§ Work required
Set down every entry again word for word, please, but skip the pictures.

(Point-per-instance localization data)

--

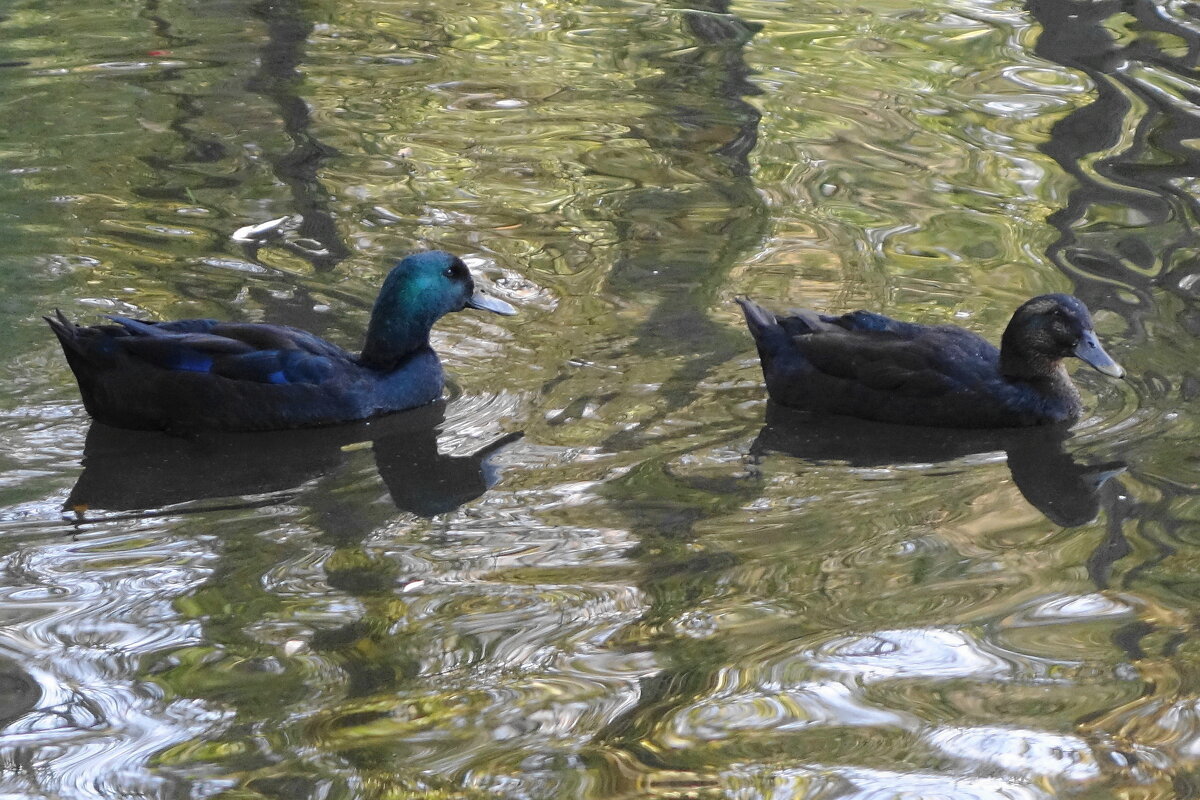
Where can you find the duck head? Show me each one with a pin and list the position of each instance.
(418, 292)
(1045, 330)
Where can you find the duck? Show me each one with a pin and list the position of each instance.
(869, 366)
(203, 374)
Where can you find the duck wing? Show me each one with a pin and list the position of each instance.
(263, 354)
(907, 360)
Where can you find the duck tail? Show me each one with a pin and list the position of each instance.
(769, 335)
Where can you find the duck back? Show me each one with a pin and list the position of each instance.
(874, 367)
(203, 374)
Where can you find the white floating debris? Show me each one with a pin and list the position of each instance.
(262, 230)
(293, 647)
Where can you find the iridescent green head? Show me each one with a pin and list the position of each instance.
(418, 292)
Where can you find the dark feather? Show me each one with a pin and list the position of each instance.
(867, 365)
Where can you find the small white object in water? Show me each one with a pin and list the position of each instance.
(255, 233)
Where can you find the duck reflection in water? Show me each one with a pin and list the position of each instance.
(1067, 492)
(129, 470)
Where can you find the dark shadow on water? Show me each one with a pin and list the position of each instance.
(126, 470)
(1063, 489)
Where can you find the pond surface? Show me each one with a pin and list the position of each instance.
(604, 567)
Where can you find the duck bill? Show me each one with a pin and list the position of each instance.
(484, 302)
(1090, 352)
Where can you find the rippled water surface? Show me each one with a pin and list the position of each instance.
(604, 567)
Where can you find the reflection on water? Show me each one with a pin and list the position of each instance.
(665, 587)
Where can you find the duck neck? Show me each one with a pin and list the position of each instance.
(397, 329)
(1045, 372)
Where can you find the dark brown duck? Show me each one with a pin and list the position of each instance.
(875, 367)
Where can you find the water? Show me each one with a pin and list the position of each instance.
(604, 567)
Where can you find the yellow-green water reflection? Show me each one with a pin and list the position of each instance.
(663, 588)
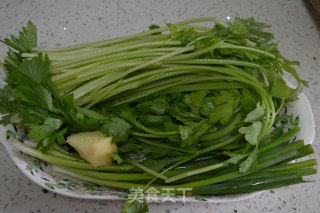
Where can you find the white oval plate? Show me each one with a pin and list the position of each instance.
(44, 175)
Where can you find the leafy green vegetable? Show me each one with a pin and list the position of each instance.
(188, 105)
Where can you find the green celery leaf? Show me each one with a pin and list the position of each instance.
(252, 132)
(135, 206)
(245, 165)
(280, 89)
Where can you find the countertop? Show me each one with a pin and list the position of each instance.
(67, 22)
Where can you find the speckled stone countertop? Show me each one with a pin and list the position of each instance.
(66, 22)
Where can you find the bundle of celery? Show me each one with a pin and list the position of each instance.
(184, 105)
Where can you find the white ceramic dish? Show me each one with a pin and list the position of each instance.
(44, 175)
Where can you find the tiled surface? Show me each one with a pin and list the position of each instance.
(65, 22)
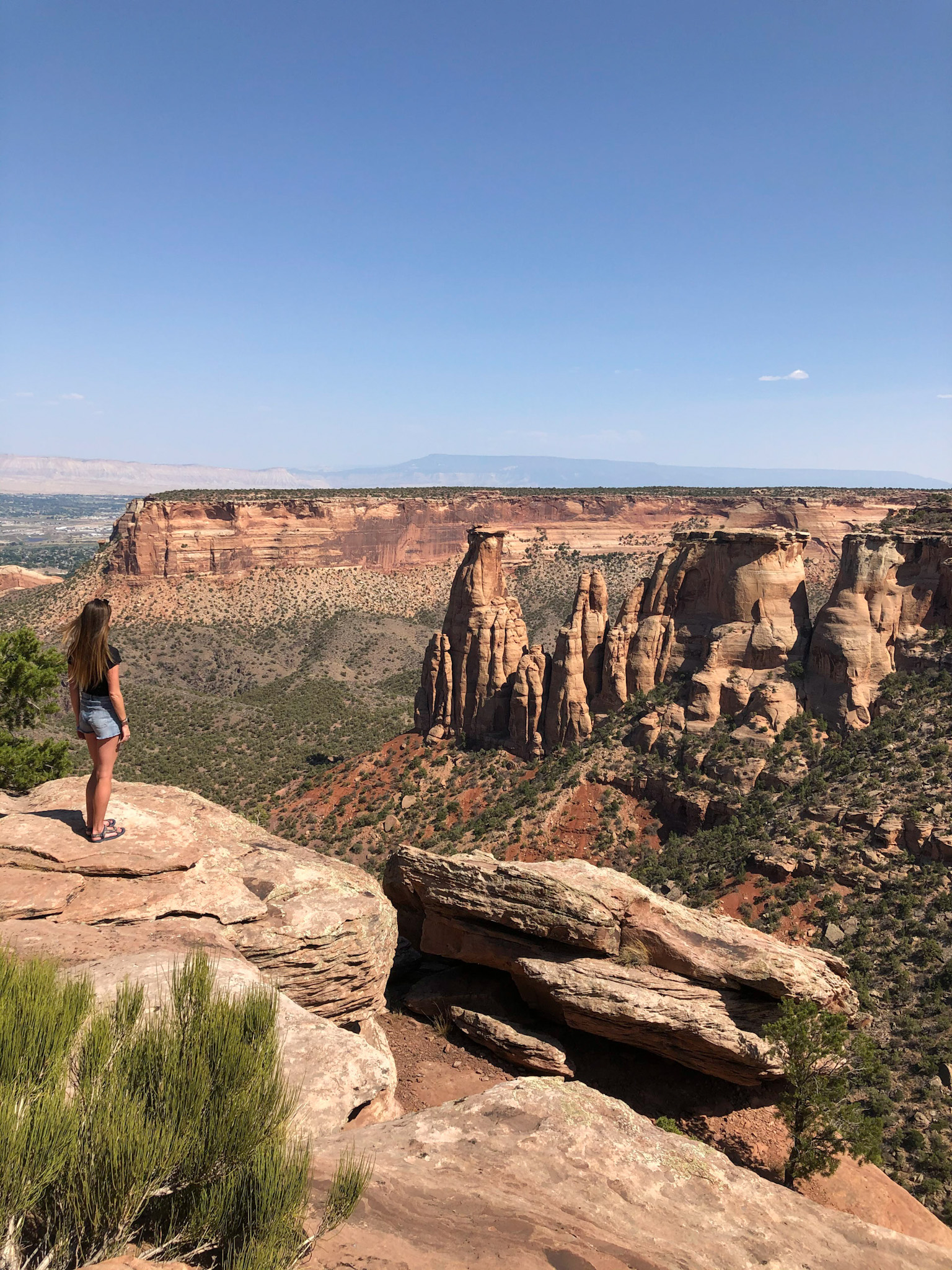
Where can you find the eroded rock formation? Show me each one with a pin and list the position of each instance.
(726, 610)
(890, 591)
(594, 950)
(729, 610)
(224, 535)
(470, 665)
(14, 577)
(576, 665)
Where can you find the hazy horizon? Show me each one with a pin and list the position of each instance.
(328, 236)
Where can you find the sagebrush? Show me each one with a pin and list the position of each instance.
(161, 1129)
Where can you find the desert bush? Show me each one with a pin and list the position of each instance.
(348, 1184)
(816, 1104)
(30, 678)
(163, 1129)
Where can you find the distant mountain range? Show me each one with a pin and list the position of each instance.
(43, 475)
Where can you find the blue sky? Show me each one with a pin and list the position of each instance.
(322, 234)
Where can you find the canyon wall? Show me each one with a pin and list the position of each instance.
(891, 591)
(725, 611)
(175, 539)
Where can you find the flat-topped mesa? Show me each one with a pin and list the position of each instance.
(729, 610)
(890, 591)
(470, 666)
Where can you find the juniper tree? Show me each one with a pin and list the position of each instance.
(819, 1103)
(30, 678)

--

§ Task answer
Where can you find the duck head? Show me each one with a pin and list the position of each instance.
(418, 292)
(1045, 330)
Where can you find the duck? Show me each one with a pin and list the position of each instance.
(869, 366)
(203, 374)
Where can you find the duck wing? Show me each one with a pin and list the position of each instance.
(263, 354)
(907, 360)
Where can you find the duck tail? Show me each one with a pin and list the position of each instance.
(769, 335)
Where can you find the duck back? Show me each one with a pin and list the position of each instance.
(874, 367)
(203, 374)
Where can you find the white floating debris? Show me each one with a pin and list the position of each instance.
(262, 230)
(293, 647)
Where can you find the iridescent green head? Show me each one with a pin and list the position of each instance.
(418, 292)
Where can you find the dark feather? Show me each one with a pin and list the position of each instance.
(867, 365)
Where can you find the small white object in water? Show me each one with a pin and list the position of each instance.
(255, 233)
Where can you find the duck reflection in water? Show me each one with a pin and list the position of each instance.
(1067, 492)
(129, 470)
Where can you find the dark shadow on water? Show me each one with a pin and list the position of each instance.
(126, 470)
(1063, 489)
Where can you find the pond surface? Show me each one with a pin and list the position of each instance.
(604, 567)
Where can you find the duck bill? Show me each one with a pin and list the position of each instance.
(484, 302)
(1090, 352)
Where can you find the rippled water surface? Show me each one with a pin and list the position of each instance.
(604, 567)
Where can you find the reflection on water? Show me each one with a pin and list the position of each instance.
(665, 587)
Where can you find the duck neck? Show me each one with a pin and list the position of each instance.
(397, 329)
(1045, 372)
Where can you find the dark brown duck? Show me each one with a pin and list the position of each instance.
(875, 367)
Where can you find the water? Show me each one with a pin and list the position of each instance.
(604, 567)
Where can you find the yellow-green water reflection? Show me each one with a pin and list the position of each instance.
(663, 588)
Where can you find the white oval plate? Show me each one with a pin and list the position of each instance.
(44, 175)
Where can you find the leafy green vegetable? Show me each one with a pin and list the position of each instance.
(188, 105)
Where can you find the green celery leaf? Show me each one with a pin and list the position of each instance.
(252, 132)
(135, 206)
(245, 165)
(280, 89)
Where can you find the countertop? Show me each one with a pin and list the position of each instance.
(67, 22)
Where can you find the speckled stone countertop? Show me each one with a pin and list the position of each instance.
(66, 22)
Where can you find the bundle of celery? Show me each one with a pin and list the position of each instance.
(184, 105)
Where can you find the white ceramic dish? Show me each one with a pin and list the position of each instance.
(44, 175)
Where can you find the tiled surface? Show me each one with a pin and list the position of each instance.
(65, 22)
Where can you find the eroded rock formation? Show me each one with a pin and list the position of each instance.
(726, 610)
(890, 591)
(594, 950)
(729, 610)
(224, 535)
(470, 665)
(14, 577)
(576, 665)
Where can you find the hazy horizon? Show me each one with a pin and list the position of each instance.
(328, 236)
Where can you find the sagebrush? Show me each one with a pin and list the position of each instance.
(161, 1129)
Where can you find the desert bush? Show me each one with a pin and list the position of each instance.
(348, 1184)
(816, 1104)
(30, 678)
(163, 1129)
Where can you find the distant mountain range? Show me each one with a pin and list the position of each instance.
(43, 475)
Where can you find the blue sky? Show me each one with a pin and list the position of each instance.
(322, 234)
Where can you find the canyon wall? Show me each one with a pin and list the position of each instance.
(891, 591)
(725, 611)
(175, 539)
Where can you find the flat-topped mesa? Show me each one with a pin and list the position of each instance.
(729, 610)
(890, 591)
(470, 666)
Where can you find the juniper tree? Show me each one with a pin and list the position of each instance.
(819, 1103)
(30, 678)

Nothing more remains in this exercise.